_EXERCISE BRIEF_. Recast the lines from the line containing "Task: given the image, detect each window" to the line containing "[438,97,502,144]", inclusive, as a JSON list of strings with one string per line and blank lines omitted.

--- DATA SUPPLIED ---

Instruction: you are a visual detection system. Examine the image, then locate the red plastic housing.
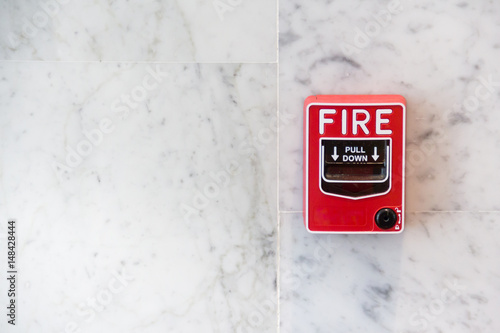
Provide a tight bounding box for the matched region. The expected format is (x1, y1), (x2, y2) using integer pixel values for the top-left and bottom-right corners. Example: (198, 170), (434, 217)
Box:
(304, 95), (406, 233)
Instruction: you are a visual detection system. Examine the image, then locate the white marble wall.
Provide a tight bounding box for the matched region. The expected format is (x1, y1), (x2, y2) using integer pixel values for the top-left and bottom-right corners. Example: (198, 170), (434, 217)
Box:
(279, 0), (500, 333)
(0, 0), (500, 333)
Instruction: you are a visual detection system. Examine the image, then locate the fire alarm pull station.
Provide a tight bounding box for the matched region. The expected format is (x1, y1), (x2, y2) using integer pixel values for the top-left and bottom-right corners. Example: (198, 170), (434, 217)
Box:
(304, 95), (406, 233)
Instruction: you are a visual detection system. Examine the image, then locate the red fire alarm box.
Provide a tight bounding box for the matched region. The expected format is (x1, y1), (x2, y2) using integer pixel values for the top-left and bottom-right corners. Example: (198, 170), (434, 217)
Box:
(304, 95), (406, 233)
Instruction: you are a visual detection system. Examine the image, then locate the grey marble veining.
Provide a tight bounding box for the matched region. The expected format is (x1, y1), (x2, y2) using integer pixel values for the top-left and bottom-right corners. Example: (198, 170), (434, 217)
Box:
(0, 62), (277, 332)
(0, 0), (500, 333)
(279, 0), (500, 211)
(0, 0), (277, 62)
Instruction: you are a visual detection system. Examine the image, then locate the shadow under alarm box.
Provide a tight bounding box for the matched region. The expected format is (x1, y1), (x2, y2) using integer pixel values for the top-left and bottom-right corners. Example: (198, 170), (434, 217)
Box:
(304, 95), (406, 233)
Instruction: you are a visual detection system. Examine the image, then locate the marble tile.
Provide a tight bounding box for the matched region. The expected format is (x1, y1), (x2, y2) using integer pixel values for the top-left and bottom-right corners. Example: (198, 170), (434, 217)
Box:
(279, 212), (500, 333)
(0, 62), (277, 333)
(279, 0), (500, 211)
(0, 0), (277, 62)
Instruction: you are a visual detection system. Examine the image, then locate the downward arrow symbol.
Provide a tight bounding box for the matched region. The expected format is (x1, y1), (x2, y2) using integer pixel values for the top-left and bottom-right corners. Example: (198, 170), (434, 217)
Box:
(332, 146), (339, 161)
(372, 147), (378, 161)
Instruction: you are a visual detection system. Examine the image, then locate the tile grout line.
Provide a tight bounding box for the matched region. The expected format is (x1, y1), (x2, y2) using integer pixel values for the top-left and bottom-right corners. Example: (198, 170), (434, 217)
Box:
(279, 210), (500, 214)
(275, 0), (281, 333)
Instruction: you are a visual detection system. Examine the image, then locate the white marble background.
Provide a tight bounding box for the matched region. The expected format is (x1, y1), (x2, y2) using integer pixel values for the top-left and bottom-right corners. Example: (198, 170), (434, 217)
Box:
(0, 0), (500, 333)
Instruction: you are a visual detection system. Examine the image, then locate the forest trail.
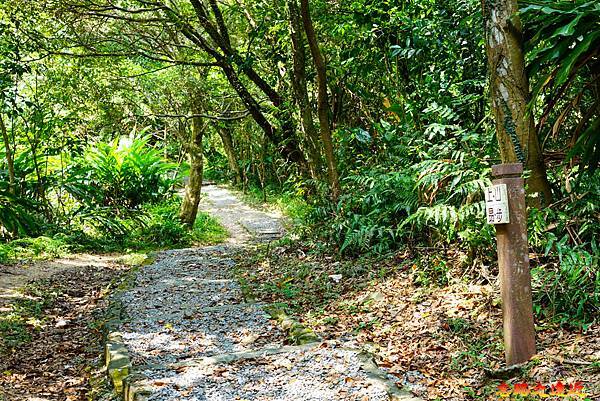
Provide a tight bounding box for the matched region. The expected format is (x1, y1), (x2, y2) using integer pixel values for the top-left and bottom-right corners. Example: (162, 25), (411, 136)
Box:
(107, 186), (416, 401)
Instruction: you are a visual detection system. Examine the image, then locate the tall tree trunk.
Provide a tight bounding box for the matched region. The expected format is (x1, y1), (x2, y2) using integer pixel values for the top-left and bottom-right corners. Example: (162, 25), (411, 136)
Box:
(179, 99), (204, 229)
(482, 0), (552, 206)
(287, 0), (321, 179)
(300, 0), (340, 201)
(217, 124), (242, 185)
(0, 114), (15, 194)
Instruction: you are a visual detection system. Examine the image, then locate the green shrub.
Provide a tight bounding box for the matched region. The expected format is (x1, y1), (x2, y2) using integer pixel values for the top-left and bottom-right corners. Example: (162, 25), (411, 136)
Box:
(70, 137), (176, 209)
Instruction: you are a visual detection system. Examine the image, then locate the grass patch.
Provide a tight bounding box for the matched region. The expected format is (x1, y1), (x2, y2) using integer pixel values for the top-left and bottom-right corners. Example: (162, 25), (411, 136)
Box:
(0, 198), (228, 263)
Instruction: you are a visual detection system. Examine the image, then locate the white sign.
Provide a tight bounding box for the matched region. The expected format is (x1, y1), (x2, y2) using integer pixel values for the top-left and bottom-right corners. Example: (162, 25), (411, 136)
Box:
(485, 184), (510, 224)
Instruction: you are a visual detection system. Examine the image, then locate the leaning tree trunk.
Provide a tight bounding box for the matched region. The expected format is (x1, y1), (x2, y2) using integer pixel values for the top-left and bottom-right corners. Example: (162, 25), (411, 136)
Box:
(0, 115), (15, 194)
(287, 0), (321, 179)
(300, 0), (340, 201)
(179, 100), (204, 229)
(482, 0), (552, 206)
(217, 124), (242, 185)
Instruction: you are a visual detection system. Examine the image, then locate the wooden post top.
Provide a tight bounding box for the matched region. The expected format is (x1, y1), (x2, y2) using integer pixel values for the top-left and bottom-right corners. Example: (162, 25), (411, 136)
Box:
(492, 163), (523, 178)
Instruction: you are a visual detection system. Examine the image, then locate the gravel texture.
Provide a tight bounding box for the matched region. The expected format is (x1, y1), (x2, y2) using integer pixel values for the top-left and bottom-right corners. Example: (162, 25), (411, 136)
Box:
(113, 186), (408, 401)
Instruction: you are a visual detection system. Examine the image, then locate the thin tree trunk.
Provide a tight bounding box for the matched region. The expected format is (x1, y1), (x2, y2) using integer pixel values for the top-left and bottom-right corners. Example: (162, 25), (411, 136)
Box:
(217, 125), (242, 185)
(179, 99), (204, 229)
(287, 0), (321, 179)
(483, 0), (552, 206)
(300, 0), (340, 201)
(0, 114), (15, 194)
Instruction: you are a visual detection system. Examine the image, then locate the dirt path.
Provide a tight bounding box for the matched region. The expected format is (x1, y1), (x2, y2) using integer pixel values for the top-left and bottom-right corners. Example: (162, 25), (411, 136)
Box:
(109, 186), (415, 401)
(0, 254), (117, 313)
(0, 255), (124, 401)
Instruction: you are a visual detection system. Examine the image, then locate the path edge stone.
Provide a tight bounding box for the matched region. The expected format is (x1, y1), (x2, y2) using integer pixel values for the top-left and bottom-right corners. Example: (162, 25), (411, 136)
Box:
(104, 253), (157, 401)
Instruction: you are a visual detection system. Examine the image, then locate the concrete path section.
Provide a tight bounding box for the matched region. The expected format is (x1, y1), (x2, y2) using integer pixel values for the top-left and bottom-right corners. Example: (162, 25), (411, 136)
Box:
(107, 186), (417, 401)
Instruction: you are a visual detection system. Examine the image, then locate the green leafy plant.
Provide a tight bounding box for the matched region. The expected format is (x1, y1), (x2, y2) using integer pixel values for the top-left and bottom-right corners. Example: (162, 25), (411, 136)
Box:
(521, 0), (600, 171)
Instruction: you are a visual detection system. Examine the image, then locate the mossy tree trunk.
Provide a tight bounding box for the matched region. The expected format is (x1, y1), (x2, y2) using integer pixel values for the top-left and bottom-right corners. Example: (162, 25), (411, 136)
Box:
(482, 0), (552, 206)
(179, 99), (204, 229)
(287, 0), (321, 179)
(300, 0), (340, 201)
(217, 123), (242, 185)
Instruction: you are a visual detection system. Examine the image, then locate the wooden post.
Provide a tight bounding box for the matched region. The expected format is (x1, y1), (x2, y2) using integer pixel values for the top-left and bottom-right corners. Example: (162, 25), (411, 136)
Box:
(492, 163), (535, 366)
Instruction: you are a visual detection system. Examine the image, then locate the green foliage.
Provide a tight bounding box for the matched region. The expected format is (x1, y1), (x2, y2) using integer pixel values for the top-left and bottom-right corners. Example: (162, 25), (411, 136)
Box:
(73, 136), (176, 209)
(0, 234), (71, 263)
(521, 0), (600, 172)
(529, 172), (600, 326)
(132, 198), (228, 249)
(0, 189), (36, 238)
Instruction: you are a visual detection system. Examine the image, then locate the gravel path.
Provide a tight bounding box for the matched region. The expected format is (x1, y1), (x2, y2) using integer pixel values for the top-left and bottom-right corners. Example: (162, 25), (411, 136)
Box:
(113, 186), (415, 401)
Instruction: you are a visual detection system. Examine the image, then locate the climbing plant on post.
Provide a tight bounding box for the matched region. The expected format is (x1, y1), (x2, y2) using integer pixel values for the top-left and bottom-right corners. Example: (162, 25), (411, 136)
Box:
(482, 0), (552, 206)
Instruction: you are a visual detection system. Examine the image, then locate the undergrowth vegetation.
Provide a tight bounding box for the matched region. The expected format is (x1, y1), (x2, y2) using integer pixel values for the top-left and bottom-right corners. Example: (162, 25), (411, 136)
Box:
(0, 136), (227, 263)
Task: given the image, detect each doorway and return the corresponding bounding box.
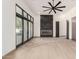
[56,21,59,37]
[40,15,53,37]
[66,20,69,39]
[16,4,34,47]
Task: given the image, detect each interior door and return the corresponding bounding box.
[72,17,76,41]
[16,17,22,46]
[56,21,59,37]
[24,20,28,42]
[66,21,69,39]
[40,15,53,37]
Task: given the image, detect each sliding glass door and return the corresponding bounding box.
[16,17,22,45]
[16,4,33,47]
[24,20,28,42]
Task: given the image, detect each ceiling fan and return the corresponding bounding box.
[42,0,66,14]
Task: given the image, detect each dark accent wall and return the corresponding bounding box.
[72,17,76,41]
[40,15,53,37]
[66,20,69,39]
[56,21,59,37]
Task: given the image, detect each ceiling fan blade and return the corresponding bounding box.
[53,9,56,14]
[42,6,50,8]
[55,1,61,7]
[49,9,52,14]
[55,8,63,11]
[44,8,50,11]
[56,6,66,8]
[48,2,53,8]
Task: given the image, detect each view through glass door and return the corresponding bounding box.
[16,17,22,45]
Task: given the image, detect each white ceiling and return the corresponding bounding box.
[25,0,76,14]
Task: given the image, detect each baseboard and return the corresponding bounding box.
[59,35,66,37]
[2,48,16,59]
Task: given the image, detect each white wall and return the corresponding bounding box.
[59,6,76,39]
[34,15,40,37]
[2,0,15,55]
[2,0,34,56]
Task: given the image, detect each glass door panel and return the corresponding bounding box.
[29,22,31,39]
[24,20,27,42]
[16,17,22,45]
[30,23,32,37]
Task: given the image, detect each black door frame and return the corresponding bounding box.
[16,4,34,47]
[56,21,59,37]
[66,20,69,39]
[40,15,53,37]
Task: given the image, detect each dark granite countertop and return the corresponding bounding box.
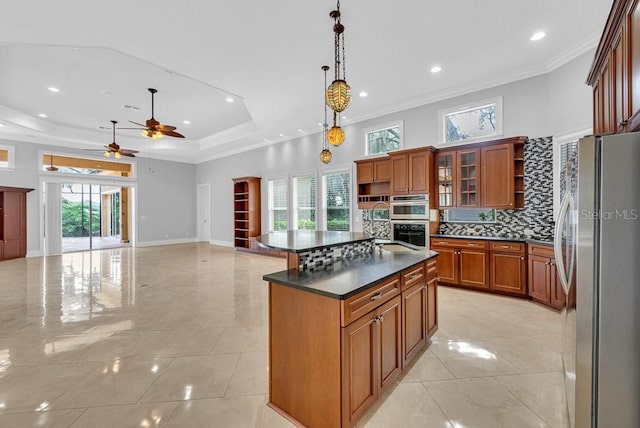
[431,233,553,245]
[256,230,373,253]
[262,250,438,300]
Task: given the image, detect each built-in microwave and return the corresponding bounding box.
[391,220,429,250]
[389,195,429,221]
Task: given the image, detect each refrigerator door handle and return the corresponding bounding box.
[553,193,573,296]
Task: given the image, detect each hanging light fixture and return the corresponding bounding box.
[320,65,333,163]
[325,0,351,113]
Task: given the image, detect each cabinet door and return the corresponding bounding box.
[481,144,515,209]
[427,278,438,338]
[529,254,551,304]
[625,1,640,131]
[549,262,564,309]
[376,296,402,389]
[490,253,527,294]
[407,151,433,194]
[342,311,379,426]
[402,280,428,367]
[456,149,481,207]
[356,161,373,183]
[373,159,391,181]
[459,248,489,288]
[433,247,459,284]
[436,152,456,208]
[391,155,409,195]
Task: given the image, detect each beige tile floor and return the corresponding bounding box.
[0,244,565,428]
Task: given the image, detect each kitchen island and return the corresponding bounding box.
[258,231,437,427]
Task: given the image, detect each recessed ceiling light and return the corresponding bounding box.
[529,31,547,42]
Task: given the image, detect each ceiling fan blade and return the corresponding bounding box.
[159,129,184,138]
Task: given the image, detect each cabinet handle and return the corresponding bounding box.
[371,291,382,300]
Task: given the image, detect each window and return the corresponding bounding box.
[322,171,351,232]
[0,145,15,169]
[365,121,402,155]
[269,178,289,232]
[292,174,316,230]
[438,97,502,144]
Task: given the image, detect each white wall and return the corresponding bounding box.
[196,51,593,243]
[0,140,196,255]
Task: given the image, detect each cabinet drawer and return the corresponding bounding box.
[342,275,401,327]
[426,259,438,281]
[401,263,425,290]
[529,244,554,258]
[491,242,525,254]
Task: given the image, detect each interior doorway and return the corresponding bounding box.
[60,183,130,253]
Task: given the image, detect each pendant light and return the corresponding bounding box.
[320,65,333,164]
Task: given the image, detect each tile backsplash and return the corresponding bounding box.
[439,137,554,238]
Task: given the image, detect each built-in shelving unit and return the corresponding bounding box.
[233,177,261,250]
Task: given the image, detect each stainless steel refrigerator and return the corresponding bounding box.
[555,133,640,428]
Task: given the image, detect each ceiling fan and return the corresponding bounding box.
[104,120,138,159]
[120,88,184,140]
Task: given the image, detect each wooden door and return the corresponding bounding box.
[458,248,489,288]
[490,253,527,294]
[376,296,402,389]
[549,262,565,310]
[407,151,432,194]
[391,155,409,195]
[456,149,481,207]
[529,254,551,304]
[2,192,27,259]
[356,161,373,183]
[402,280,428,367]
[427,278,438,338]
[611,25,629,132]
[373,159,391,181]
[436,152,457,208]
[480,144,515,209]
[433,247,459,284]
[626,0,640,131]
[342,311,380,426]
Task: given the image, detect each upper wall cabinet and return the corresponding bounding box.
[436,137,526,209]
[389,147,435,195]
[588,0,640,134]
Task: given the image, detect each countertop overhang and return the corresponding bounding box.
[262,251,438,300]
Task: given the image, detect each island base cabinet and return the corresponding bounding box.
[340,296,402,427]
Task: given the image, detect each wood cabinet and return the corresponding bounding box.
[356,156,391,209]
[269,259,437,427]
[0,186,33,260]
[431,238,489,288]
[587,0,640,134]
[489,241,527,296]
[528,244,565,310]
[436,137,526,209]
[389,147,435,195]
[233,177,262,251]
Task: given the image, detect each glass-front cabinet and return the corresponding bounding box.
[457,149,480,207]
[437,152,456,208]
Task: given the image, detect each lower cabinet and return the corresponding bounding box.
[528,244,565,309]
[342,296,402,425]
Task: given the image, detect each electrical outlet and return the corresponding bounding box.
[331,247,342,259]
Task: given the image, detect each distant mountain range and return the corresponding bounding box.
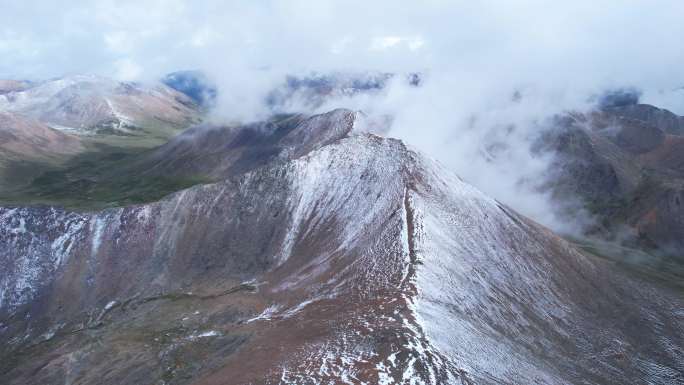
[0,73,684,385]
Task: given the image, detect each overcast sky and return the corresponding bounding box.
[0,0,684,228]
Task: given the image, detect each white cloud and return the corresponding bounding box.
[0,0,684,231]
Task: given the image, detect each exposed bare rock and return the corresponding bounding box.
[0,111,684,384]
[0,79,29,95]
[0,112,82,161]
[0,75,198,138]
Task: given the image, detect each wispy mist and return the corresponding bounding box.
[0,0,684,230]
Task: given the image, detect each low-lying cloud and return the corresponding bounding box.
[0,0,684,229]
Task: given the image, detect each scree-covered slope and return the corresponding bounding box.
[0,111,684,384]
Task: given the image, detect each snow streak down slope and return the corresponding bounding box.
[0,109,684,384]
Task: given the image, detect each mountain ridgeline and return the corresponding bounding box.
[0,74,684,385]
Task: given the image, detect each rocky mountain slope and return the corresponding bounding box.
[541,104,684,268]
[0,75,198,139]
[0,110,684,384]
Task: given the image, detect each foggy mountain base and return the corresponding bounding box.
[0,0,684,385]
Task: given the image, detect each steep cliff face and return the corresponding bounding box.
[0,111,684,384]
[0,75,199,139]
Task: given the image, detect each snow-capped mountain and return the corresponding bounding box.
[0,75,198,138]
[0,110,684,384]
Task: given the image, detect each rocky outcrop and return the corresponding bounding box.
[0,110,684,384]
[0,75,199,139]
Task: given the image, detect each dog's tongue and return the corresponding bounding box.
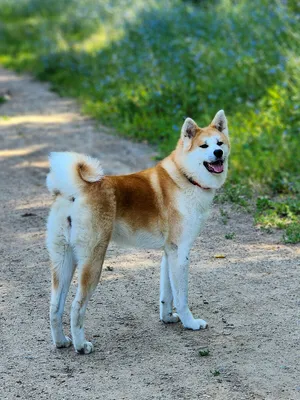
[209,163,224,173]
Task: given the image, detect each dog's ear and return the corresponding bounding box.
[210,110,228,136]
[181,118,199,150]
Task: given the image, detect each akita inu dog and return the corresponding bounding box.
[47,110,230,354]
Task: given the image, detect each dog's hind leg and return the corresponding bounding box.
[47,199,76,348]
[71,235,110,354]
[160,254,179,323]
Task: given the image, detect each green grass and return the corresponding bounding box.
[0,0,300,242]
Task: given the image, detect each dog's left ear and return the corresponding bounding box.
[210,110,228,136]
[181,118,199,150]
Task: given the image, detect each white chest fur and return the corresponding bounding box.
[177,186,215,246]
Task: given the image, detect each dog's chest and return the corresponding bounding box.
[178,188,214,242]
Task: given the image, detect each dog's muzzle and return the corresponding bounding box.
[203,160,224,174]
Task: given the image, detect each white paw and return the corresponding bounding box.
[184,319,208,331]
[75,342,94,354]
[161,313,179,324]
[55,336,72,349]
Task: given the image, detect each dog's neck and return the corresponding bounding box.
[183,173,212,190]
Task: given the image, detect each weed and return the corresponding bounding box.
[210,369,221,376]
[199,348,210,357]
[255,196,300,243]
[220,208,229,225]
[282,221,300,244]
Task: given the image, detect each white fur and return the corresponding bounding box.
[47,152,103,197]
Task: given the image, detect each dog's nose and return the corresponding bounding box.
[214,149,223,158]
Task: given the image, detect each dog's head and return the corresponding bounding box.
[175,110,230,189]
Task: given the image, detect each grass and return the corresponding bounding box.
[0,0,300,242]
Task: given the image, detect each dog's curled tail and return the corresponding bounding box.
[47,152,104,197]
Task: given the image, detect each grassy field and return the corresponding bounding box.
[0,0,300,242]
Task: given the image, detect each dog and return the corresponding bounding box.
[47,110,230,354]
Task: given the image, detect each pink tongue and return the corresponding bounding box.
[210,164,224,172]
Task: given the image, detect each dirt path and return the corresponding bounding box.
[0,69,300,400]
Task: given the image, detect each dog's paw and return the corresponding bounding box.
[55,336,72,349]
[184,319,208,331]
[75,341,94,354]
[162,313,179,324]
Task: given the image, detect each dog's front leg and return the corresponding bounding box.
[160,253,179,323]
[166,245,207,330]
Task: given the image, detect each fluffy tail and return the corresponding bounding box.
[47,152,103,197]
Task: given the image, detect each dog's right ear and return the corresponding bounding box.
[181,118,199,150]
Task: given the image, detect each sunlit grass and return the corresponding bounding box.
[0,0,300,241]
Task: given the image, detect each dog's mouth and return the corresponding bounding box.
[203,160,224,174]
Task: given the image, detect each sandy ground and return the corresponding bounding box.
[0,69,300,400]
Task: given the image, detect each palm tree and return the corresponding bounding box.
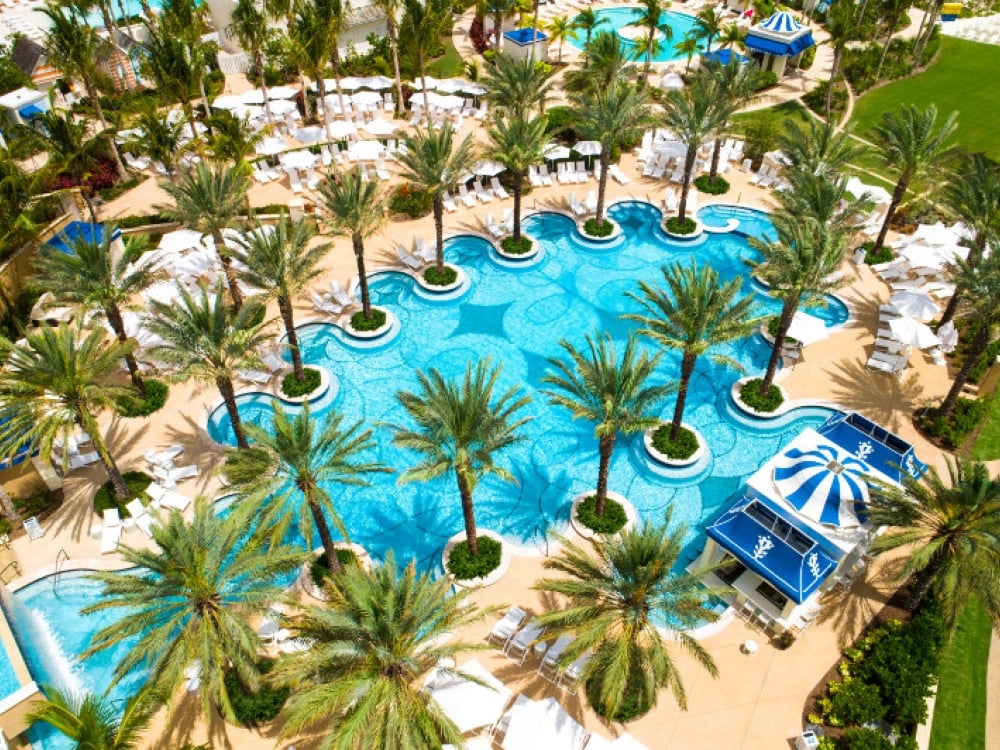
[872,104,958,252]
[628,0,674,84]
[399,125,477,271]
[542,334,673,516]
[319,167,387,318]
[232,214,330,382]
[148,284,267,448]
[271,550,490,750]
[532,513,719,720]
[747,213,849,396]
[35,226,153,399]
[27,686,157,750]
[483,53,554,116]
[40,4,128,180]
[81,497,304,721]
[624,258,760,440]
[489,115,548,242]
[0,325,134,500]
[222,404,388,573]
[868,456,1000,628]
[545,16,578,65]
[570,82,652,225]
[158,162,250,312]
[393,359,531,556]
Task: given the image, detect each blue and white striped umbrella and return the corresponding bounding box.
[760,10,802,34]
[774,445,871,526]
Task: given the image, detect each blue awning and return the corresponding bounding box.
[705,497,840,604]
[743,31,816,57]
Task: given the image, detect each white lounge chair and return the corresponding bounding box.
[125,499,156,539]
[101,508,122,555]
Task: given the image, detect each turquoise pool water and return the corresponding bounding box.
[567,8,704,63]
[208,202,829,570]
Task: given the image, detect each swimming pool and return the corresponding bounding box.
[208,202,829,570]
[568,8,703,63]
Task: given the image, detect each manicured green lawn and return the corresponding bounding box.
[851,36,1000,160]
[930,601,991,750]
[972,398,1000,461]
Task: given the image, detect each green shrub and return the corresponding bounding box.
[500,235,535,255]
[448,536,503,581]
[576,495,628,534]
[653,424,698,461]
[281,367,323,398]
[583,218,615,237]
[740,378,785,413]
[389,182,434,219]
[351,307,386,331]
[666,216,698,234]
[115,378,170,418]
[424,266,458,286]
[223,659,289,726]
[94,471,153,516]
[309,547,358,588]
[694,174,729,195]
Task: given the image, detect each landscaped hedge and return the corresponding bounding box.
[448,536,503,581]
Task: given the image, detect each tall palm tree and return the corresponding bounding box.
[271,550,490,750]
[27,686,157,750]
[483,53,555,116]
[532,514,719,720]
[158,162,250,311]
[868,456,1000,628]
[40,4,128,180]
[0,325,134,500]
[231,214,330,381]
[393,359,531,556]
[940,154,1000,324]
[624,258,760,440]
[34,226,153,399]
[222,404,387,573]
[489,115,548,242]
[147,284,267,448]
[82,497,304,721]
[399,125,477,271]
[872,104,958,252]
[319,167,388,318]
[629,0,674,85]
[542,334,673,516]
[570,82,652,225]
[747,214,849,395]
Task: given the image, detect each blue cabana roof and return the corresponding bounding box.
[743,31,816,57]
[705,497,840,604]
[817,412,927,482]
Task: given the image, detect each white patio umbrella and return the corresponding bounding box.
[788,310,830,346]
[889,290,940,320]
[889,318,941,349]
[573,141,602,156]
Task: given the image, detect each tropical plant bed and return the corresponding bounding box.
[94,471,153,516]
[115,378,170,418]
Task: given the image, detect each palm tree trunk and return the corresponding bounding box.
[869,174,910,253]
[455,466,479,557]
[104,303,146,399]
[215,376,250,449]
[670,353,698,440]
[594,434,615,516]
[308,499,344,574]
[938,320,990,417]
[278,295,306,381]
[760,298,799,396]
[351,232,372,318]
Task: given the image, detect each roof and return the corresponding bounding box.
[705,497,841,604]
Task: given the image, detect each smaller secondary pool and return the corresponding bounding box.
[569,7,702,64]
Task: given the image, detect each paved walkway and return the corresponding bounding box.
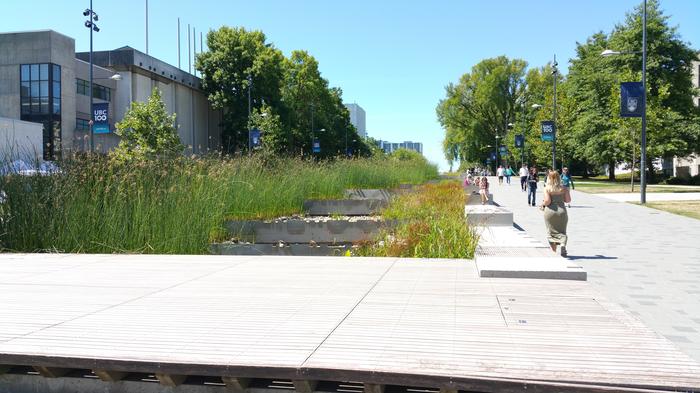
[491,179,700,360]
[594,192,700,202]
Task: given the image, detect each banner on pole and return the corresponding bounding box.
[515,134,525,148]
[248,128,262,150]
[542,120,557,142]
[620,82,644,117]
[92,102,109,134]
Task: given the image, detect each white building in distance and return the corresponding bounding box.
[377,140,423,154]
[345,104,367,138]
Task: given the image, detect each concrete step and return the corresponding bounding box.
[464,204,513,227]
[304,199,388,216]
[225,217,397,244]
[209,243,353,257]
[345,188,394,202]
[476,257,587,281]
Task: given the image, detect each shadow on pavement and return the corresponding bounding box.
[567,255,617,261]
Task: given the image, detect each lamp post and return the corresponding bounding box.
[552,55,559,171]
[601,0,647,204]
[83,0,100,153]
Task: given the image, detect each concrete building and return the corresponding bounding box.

---

_FULL RESPONSE_.
[
  "Task: given the image, detect each window and return the corresponding bounding box.",
  "[322,171,351,232]",
  "[0,145,15,169]",
  "[365,121,402,155]",
  "[269,178,289,232]",
  "[292,174,316,230]",
  "[438,97,502,144]"
]